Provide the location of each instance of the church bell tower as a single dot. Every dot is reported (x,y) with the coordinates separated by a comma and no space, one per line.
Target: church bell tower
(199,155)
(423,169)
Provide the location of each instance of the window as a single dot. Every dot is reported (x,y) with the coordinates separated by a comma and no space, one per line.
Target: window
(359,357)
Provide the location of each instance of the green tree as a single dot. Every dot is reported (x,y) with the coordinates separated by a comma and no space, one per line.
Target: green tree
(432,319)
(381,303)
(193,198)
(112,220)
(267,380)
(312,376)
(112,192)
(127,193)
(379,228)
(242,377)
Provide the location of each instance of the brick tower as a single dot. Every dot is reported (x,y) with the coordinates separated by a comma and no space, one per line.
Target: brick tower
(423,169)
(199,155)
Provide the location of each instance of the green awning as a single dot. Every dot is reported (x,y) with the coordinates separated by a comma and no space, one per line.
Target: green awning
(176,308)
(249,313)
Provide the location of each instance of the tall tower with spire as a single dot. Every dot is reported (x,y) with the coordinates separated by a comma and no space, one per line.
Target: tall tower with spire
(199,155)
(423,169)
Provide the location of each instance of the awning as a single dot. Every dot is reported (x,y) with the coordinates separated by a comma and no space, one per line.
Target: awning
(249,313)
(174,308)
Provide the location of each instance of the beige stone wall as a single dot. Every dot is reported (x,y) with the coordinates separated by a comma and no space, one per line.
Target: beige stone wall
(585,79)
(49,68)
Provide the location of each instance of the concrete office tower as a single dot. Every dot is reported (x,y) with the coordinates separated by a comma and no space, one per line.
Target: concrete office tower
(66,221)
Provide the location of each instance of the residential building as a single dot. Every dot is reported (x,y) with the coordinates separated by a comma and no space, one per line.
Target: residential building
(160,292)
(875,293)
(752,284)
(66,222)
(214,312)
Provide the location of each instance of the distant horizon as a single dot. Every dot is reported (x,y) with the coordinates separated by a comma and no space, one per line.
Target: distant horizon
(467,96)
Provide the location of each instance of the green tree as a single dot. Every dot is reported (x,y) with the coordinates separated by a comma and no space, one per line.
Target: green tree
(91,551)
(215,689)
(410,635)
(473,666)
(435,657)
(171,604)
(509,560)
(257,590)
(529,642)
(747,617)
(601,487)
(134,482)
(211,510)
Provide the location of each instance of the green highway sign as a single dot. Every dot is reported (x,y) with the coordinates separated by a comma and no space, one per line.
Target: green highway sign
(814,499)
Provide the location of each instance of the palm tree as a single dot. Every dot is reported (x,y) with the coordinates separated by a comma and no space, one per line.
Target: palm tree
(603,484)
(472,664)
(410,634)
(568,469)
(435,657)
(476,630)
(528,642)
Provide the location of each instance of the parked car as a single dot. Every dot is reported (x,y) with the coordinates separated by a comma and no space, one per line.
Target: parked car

● ● ● ● ●

| Exercise objective |
Please rewrite all the items above, replacing "Target" with "Object" and keeping everything else the same.

| Output |
Provide the location of each instance of the church bell tower as a single dot. Every dot is reported (x,y) with the coordinates separated by a comma and no space, one per line.
Object: church bell tower
(199,155)
(423,169)
Provide the location of each instance of the window as a single dot. Every dot is reported (x,y) with the coordinates separated by a comma and no space, one per line.
Object: window
(359,357)
Provide the location of each instance of the green tree as a single dot. Every dot is reported (x,y) with the coordinates separated by a comma and no space, one per line.
Object: green tree
(432,319)
(381,303)
(193,198)
(112,220)
(267,380)
(312,376)
(112,192)
(127,193)
(379,228)
(242,377)
Provide the location of each instance of the brick tower as a single dot. Every dot is reported (x,y) with the coordinates separated by a comma and no space, one per line.
Object: brick tower
(423,169)
(199,155)
Provide the location of each instance of the green awning as a single dot. Every dot is reported (x,y) with the coordinates separated by a comma and no space, one per line.
Object: green awning
(176,308)
(249,313)
Provide the location of each instance of the tall tower with spire as a single dot. Every dot is reported (x,y) with the coordinates separated by a comma and no space, one per line.
Object: tall tower with spire
(199,155)
(423,169)
Provide the location of each instance of the awning as a single dot. Every dot is reported (x,y) with the coordinates separated by a comma and no space, one per line.
Object: awning
(249,313)
(174,308)
Provide the location of each instance of the beige stone wall as a single dot. Every dot is reported (x,y) with the coordinates separated by a comma and no space, one per line.
Object: beige stone wall
(585,79)
(49,68)
Provide the location of each instance of the concrete office tower as a single dot. Every dot is reported (x,y) with the coordinates separated by a comma and no space, one per line.
Object: concrete office tower
(66,221)
Provide the location of each instance of the residential building as a single dot. Every dot is reported (x,y) with the coordinates separated by a comma and no space, one per line.
Object: residential building
(160,292)
(875,293)
(752,284)
(66,222)
(214,312)
Provide the location of each instance of the distant horizon as a single dot. Every dot is reported (x,y) with the coordinates separated by a comma and no space, one per line.
Object: distant horizon
(467,96)
Provide the location of each instance of the green tree as a single dot. Every dot is reported (x,y) with the coordinates separated by a comma and no space, one per line.
Object: green tree
(91,551)
(215,689)
(410,635)
(473,666)
(435,657)
(171,604)
(509,560)
(257,590)
(529,642)
(747,617)
(601,487)
(134,482)
(211,510)
Provide the location of each instance of the green highway sign as a single dot. Every dot is reported (x,y) with the coordinates separated by a comma and no space, one per line.
Object: green highway sign
(814,499)
Provide the location of each instance of the palm tree as a single dot. Every dot is reported (x,y) with the coordinates separated by a comma and no space, one per line.
Object: palm tree
(603,484)
(472,664)
(410,634)
(568,469)
(435,657)
(476,630)
(528,642)
Provide the location of each instance of the parked car as a single dot. Every dot is reported (x,y) with the coordinates separated by a comma and no space, one per line.
Object: parked car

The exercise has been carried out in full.